DIRECTIONS —
A - In the court opinion, who was transporting the appellant in a wheelchair when his leg was re-injured?
B - Condense the paragraph of the court opinion that begins "The case was tried before a jury" into a short list that keeps its main facts.

TEXT SHOWN —
"""

When he broke his leg, appellant-plaintiff became a patient at appellee-defendant hospital. Appellant's leg was re-injured while he was being transported in a wheelchair by appellee's supervisor of patient transportation. As the result of this re-injury, appellant filed this suit, alleging that "[t]he wheelchair being used was an improper type and not designed for the transfer and portage of patients in [his] condition . . ." and that appellee "by and through its agents and/or employees was negligent in the diagnosis, treatment, and care which they rendered to [him]." Appellee answered, denying the material allegations of appellant's complaint.
The case was tried before a jury and a verdict in appellee's favor was returned. Appellant appeals from the judgment that was entered by the trial court on the jury's verdict. In his sole enumeration of error, appellant urges that this was not a professional negligence action requiring expert testimony and that the trial court erred in charging the jury that it was.

"""

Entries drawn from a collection
"""

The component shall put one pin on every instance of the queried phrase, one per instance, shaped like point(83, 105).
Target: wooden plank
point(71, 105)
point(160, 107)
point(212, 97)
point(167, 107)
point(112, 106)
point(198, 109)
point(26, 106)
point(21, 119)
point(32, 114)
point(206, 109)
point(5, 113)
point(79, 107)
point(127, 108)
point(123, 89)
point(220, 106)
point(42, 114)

"""

ANSWER SET —
A - The appellee's supervisor of patient transportation.

B -
- A jury heard the case and returned a verdict for the appellee.
- The appellant is appealing the judgment the trial court entered on that verdict.
- His only claimed error is that the trial court wrongly told the jury this was a professional negligence action requiring expert testimony.